Aim — Rewrite the records from the start through the line containing "top-left (0, 16), bottom-right (640, 639)", replacing "puffin" with "seabird" and leaving everything else unchanged.

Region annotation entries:

--------

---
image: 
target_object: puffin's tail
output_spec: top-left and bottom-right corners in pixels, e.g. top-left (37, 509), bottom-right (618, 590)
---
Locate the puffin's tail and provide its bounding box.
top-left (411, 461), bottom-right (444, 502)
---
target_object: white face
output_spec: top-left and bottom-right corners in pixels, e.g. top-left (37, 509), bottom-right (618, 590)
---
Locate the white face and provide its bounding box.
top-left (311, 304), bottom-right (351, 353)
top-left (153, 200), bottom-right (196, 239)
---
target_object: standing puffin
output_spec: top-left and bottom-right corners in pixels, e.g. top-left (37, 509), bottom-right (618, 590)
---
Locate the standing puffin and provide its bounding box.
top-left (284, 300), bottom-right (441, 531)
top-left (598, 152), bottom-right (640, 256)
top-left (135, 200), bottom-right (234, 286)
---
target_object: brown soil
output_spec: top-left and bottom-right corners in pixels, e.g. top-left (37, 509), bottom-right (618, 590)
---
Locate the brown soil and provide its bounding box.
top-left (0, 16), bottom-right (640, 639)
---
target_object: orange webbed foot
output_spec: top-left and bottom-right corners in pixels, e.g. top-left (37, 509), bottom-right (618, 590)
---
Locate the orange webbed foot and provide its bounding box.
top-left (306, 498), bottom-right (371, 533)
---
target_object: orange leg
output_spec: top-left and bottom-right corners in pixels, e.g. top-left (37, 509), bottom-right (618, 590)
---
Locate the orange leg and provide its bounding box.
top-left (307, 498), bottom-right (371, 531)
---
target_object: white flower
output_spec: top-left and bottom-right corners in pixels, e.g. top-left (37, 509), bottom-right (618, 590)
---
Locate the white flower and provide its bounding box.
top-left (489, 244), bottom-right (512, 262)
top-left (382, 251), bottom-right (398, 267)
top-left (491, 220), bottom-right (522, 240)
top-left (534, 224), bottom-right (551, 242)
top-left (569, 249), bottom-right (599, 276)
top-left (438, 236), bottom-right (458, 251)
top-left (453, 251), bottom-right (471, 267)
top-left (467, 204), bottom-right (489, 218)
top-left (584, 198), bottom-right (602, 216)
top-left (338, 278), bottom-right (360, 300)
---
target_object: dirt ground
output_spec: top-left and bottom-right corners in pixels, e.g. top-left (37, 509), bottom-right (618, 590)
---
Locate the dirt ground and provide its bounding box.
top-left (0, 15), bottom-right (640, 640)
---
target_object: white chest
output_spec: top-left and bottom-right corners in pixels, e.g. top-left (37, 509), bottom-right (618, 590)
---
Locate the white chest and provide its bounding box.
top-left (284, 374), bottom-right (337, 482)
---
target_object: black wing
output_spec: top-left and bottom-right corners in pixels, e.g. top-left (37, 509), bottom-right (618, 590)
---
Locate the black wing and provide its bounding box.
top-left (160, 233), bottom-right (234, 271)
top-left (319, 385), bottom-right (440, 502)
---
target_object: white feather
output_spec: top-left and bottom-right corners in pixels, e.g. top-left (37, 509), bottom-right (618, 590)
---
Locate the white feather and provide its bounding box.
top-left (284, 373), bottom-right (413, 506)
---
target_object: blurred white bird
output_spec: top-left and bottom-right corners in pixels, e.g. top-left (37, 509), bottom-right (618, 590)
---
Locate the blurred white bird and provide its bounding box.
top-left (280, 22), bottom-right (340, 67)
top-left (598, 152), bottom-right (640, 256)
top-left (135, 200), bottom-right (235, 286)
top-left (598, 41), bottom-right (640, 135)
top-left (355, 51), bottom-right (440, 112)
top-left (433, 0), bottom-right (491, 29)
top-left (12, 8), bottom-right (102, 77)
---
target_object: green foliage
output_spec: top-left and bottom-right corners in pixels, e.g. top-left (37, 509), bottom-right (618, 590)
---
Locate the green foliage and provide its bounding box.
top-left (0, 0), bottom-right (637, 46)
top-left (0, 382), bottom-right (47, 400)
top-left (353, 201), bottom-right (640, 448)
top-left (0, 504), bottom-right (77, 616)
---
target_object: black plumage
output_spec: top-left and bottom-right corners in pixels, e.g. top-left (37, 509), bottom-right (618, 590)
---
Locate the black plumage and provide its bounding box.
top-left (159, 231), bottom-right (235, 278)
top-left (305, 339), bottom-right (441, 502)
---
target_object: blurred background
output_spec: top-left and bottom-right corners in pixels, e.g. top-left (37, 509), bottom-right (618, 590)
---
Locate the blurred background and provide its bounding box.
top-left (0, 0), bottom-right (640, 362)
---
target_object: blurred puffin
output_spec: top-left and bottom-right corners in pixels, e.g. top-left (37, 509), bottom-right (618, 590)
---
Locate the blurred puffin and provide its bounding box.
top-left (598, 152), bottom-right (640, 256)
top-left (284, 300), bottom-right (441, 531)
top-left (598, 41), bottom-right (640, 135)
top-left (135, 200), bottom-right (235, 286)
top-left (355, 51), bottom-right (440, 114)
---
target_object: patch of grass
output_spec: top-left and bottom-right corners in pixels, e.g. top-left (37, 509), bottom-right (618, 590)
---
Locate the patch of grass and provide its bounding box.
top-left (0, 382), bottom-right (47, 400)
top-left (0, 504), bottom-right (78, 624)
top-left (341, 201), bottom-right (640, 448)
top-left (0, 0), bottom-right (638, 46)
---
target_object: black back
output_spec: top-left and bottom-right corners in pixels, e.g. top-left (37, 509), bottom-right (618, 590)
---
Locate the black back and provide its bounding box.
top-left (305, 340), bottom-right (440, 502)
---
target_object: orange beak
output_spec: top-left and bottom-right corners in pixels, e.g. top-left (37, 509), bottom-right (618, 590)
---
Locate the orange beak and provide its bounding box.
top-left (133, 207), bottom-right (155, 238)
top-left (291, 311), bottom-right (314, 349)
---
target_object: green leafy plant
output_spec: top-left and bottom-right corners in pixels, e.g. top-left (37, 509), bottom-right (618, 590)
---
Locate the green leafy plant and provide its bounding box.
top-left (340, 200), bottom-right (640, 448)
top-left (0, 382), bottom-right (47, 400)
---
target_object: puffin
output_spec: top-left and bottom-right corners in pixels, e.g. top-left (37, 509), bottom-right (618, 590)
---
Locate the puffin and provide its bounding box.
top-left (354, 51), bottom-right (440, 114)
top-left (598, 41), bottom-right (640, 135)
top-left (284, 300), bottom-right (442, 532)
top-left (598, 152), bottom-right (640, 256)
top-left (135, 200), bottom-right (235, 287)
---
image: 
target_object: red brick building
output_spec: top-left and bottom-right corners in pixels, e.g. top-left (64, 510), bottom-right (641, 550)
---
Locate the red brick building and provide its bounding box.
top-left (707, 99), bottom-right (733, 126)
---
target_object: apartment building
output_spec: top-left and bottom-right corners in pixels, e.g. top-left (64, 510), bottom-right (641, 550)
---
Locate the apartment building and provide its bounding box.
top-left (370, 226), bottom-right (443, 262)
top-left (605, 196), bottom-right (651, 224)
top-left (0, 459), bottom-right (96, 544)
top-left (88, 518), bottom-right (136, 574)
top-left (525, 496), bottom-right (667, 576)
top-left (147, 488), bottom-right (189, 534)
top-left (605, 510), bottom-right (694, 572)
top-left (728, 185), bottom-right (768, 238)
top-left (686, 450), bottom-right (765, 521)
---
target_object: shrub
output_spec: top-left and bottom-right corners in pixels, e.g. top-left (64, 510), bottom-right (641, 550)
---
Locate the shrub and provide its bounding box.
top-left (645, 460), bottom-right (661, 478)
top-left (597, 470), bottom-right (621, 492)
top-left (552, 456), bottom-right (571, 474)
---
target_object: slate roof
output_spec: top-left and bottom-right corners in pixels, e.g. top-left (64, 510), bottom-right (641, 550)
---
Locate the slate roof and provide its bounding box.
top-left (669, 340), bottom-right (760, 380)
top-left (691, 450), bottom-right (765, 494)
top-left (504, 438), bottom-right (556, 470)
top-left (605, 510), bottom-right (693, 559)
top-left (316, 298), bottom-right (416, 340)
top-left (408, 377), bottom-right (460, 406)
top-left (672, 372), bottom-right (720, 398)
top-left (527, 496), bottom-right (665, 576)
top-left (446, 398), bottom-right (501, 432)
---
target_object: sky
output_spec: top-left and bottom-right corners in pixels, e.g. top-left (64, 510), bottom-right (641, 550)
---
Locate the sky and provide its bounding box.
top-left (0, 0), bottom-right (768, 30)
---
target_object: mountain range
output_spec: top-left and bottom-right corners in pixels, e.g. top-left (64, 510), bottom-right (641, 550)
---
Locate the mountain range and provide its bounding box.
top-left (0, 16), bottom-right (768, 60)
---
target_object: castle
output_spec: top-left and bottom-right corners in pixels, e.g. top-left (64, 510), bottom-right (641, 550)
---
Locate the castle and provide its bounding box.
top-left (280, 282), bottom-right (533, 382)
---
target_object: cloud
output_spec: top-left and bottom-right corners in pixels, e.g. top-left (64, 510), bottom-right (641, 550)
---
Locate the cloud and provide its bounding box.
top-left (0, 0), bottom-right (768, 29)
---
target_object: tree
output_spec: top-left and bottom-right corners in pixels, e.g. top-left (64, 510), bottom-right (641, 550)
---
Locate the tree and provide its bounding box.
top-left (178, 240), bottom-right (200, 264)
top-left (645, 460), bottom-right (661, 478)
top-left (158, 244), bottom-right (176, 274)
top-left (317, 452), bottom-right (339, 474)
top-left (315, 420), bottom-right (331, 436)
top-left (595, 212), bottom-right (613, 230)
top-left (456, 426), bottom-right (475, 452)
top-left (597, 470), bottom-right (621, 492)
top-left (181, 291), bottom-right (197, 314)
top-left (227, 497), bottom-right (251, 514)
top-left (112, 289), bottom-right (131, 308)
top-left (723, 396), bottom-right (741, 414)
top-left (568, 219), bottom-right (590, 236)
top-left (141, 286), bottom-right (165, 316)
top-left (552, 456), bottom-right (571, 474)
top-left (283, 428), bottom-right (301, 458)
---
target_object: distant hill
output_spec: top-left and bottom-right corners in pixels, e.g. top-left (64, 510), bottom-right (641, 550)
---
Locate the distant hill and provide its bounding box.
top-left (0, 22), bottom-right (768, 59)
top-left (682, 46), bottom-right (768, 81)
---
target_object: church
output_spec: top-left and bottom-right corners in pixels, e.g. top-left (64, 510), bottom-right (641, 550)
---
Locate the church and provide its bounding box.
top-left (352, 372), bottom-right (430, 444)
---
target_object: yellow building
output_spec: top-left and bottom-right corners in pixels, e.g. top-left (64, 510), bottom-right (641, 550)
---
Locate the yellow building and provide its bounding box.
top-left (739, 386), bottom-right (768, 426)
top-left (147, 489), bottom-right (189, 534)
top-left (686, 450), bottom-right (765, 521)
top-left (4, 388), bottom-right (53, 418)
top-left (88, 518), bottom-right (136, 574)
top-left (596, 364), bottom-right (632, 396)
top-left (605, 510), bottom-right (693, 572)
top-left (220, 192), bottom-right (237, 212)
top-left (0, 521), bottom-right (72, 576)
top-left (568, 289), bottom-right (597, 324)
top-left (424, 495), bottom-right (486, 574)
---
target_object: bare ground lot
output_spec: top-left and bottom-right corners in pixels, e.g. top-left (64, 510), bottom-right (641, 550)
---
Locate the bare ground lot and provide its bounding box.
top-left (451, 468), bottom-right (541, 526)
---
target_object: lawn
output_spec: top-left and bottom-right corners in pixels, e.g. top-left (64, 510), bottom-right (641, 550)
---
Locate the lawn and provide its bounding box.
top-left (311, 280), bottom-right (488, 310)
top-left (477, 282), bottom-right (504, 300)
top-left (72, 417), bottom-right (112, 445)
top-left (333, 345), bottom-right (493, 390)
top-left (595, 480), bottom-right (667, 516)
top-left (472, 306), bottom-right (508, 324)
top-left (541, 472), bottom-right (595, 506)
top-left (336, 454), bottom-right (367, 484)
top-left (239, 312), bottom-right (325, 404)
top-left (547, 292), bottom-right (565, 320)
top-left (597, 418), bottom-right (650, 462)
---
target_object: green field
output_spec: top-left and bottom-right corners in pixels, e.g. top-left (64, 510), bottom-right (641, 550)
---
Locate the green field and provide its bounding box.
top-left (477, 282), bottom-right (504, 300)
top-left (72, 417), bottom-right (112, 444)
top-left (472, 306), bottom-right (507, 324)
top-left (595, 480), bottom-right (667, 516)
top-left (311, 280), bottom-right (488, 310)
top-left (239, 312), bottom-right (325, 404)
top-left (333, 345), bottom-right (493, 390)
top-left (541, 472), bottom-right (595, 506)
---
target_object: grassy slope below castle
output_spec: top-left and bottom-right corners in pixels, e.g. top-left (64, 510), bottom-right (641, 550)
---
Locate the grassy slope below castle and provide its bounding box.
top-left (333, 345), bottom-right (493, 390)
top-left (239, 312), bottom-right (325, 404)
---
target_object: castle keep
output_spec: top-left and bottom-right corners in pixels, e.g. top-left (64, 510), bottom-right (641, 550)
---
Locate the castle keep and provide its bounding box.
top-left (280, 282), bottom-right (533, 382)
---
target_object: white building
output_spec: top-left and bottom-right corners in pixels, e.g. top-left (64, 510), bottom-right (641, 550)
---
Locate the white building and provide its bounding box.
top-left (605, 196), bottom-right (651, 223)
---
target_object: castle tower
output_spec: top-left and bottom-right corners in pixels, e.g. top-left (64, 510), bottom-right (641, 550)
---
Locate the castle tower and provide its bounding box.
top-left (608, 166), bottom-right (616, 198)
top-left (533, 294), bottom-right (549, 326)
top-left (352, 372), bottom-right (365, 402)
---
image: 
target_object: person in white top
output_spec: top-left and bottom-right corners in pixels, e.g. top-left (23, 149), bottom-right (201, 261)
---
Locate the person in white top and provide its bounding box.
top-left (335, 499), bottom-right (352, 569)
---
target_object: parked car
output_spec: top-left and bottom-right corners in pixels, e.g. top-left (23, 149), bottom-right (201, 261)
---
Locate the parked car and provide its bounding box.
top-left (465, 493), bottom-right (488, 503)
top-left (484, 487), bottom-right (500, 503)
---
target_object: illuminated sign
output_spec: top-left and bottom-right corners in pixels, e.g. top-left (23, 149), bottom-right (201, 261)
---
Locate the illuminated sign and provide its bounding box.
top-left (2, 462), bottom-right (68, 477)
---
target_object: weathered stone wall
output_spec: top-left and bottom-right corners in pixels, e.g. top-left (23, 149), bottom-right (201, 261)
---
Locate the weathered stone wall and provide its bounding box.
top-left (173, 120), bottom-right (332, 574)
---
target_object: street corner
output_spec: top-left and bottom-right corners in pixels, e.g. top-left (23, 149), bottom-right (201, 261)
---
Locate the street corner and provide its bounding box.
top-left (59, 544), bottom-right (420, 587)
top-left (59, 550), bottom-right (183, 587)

--------

Finished answer —
---
image: 
target_object: seabird's tail
output_spec: top-left and bottom-right corners in pixels, e.g. top-left (37, 509), bottom-right (618, 590)
---
Locate the seabird's tail and provide its bounding box.
top-left (411, 461), bottom-right (444, 502)
---
target_object: white face
output_spec: top-left and bottom-right corners in pixels, e.g. top-left (37, 509), bottom-right (618, 590)
---
Locate the white face and provide its bounding box.
top-left (311, 304), bottom-right (351, 353)
top-left (153, 200), bottom-right (196, 239)
---
target_object: standing seabird
output_spec: top-left and bottom-right corners in pixels, e.g. top-left (37, 509), bottom-right (618, 590)
---
Locate the standing seabird and provide its bounding box.
top-left (284, 300), bottom-right (441, 531)
top-left (598, 152), bottom-right (640, 256)
top-left (135, 200), bottom-right (234, 286)
---
target_object: brown soil
output_spec: top-left and bottom-right corners in pixels, e.g. top-left (37, 509), bottom-right (618, 590)
---
Locate the brown soil and provide its bounding box.
top-left (0, 16), bottom-right (640, 639)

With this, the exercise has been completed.